TASK BRIEF → Could you transcribe every record below exactly, leaving out the pictures?

Referring expression pointing data

::::::::::

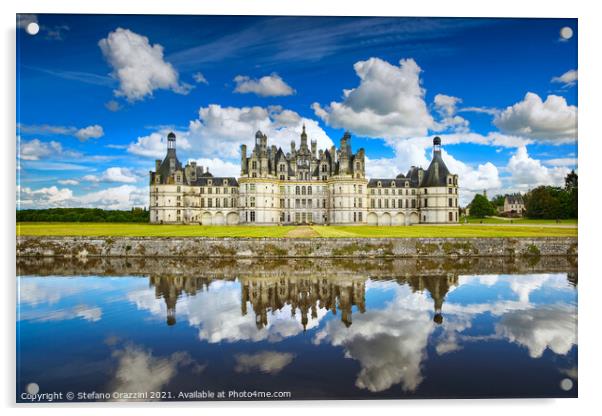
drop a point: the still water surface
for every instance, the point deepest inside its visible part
(339, 332)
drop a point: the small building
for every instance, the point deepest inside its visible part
(514, 204)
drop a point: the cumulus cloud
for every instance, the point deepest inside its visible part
(90, 132)
(270, 362)
(68, 182)
(389, 343)
(568, 79)
(199, 78)
(114, 174)
(388, 103)
(120, 197)
(138, 66)
(551, 120)
(446, 106)
(112, 105)
(526, 172)
(216, 313)
(155, 146)
(138, 370)
(553, 327)
(416, 152)
(36, 149)
(268, 86)
(219, 131)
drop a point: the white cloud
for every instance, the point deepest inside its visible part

::::::::::

THE COMPLETED TASK →
drop a point: the still water surface
for every instance, the point deepest inside its visible part
(339, 332)
drop a point: the small building
for every instance, the point deepest inside its visible part
(514, 204)
drop a point: the cumulus cloud
for every instance, the point deepest inside its visible part
(90, 132)
(270, 362)
(68, 182)
(389, 343)
(568, 79)
(199, 78)
(114, 174)
(388, 103)
(120, 197)
(138, 66)
(551, 120)
(446, 106)
(112, 105)
(526, 172)
(216, 313)
(155, 146)
(138, 370)
(553, 327)
(416, 152)
(36, 149)
(268, 86)
(219, 131)
drop a point: the white cloud
for every instance, the point deepest inside its visible part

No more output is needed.